# ASSIGNMENT
Of the lines in the data below, count the ones holding the string "forested", and answer with that number only.
== Segment start ==
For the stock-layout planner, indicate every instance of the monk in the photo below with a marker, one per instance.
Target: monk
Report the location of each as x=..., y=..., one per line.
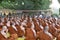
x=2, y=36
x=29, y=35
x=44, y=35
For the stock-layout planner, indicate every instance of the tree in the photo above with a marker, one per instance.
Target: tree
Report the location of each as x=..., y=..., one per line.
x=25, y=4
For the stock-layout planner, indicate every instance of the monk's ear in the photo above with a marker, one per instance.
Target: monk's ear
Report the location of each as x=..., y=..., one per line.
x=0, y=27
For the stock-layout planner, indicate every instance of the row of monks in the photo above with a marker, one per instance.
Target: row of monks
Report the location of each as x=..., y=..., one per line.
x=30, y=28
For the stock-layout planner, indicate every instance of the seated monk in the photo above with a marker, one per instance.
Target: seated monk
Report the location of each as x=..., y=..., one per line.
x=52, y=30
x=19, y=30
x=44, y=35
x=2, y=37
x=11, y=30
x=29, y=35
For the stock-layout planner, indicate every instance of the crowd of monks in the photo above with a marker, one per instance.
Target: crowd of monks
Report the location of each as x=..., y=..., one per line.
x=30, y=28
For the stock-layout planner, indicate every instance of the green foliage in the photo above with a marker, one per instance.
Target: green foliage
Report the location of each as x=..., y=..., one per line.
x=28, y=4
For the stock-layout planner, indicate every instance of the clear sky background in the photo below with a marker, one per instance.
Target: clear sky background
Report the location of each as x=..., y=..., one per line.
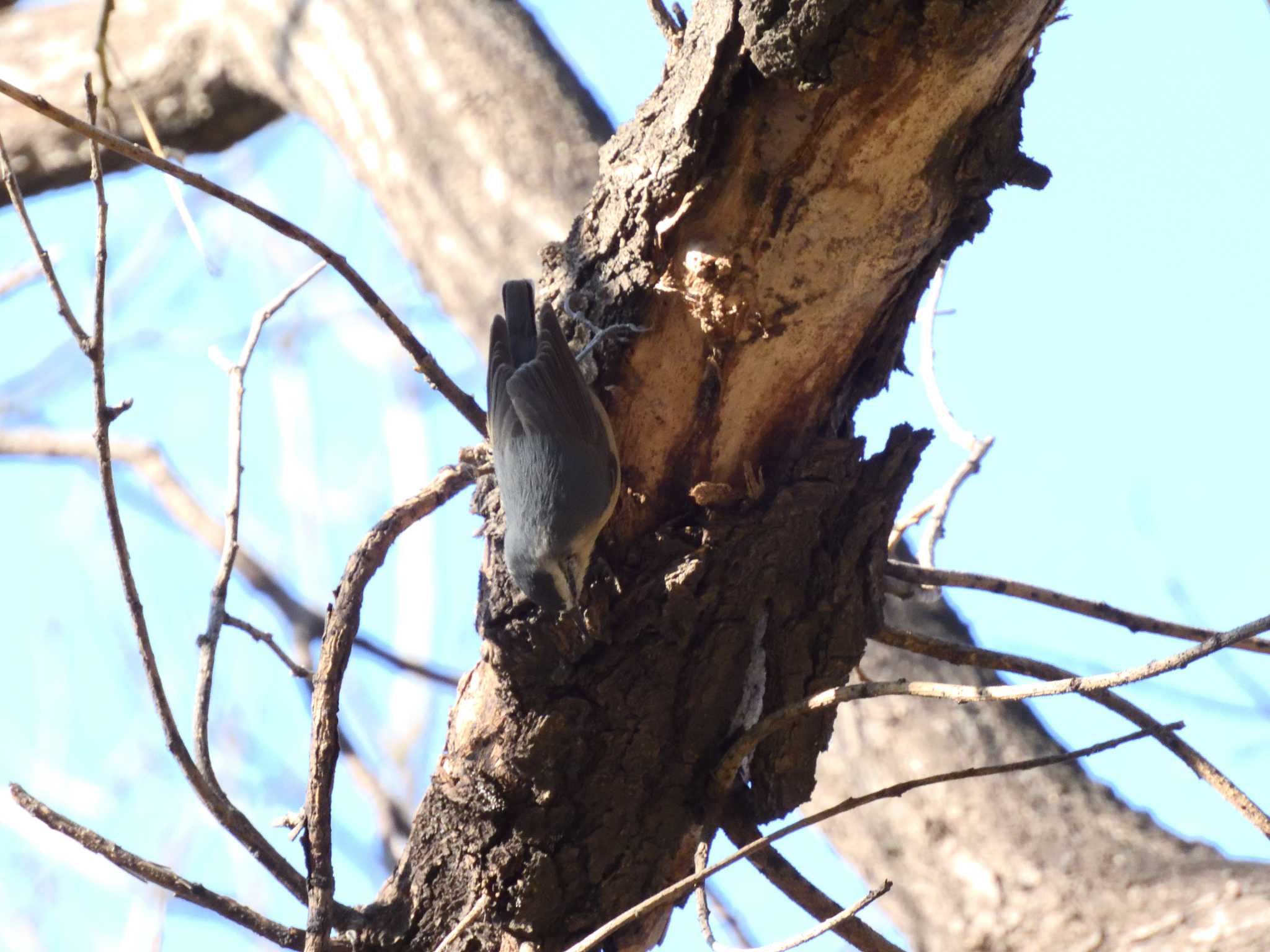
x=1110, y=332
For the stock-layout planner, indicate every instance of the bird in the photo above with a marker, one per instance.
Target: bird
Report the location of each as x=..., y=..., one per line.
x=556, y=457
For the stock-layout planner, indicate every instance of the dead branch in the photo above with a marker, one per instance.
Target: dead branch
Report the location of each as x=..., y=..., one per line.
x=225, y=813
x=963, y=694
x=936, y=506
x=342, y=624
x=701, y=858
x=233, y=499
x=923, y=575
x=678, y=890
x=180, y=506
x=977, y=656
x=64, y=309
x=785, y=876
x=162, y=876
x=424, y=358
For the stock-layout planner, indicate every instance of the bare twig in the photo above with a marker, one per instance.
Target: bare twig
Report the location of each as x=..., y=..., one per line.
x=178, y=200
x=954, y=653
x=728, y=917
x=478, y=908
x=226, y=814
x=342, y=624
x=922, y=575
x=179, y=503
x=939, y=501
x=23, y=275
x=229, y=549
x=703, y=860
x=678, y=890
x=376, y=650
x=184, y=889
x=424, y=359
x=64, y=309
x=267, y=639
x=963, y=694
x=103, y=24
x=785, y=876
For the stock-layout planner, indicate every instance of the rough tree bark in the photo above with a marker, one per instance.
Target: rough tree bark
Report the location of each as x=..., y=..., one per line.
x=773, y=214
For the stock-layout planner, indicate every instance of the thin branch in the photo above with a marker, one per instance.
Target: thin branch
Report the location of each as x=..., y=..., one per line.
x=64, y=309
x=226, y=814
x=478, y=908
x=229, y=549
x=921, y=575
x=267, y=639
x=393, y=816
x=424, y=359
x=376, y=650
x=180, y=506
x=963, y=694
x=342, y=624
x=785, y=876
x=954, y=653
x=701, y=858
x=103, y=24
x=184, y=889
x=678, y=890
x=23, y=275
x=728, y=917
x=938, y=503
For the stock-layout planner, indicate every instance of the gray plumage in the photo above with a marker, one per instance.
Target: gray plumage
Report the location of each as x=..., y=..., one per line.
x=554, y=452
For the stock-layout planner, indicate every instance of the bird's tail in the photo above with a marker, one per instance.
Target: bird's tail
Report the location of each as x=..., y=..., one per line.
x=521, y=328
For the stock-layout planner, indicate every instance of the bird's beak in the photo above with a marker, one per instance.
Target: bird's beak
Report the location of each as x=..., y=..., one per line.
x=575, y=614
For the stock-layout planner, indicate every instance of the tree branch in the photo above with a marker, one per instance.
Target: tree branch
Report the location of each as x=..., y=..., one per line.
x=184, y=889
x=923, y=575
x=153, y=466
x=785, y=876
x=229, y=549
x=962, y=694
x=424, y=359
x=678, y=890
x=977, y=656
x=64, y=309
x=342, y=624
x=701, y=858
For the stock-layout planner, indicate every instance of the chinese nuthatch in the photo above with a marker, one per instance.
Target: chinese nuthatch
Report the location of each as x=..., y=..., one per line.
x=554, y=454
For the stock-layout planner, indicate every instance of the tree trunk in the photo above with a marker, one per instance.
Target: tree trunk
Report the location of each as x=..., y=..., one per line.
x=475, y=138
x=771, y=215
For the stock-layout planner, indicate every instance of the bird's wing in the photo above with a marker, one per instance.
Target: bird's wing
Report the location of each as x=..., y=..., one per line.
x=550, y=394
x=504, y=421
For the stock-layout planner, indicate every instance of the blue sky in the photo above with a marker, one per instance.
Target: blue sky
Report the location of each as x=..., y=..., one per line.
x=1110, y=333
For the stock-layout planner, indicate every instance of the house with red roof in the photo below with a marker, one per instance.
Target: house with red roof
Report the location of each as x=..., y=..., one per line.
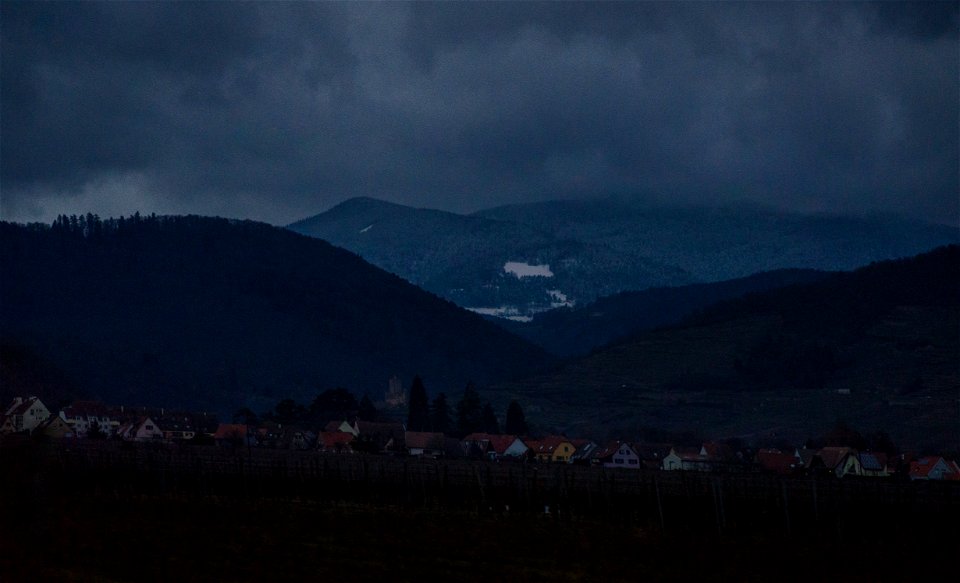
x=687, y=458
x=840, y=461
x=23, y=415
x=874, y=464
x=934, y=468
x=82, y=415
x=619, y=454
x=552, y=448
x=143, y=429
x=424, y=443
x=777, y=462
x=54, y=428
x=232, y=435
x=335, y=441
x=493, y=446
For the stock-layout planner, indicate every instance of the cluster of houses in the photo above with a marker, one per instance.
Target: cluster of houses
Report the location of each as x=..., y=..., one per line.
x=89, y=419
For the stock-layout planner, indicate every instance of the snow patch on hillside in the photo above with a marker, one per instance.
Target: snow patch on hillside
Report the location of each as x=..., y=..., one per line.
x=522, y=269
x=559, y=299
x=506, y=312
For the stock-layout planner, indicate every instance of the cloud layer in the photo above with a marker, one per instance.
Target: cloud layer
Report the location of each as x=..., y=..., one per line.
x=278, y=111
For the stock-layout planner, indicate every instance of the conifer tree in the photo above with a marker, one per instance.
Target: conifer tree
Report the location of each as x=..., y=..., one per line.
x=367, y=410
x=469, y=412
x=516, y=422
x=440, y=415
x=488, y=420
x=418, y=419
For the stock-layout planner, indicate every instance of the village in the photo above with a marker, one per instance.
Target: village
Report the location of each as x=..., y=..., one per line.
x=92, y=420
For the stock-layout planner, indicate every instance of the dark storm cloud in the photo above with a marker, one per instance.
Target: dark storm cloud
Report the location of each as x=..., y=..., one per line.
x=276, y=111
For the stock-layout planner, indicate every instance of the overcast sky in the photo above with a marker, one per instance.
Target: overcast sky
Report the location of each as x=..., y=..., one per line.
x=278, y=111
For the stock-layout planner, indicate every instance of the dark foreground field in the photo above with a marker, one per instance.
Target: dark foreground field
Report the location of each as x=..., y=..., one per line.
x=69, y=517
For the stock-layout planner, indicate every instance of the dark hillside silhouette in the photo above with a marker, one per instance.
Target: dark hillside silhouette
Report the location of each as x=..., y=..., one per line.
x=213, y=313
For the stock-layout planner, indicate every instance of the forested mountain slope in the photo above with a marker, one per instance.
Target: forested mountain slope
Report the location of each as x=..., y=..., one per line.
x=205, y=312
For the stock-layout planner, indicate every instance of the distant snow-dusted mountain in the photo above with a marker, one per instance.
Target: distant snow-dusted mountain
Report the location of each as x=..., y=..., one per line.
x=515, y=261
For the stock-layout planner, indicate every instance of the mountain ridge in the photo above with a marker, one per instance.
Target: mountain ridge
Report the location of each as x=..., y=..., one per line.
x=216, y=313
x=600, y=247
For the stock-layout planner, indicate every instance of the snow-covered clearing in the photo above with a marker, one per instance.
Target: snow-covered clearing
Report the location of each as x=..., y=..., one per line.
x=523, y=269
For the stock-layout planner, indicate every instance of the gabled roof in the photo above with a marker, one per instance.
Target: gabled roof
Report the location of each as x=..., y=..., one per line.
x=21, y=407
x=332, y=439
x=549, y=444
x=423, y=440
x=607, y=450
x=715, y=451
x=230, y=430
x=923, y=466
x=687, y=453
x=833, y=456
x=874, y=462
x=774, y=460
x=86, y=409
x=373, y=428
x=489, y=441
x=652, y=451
== Segment end ==
# COMPLETED EXERCISE
2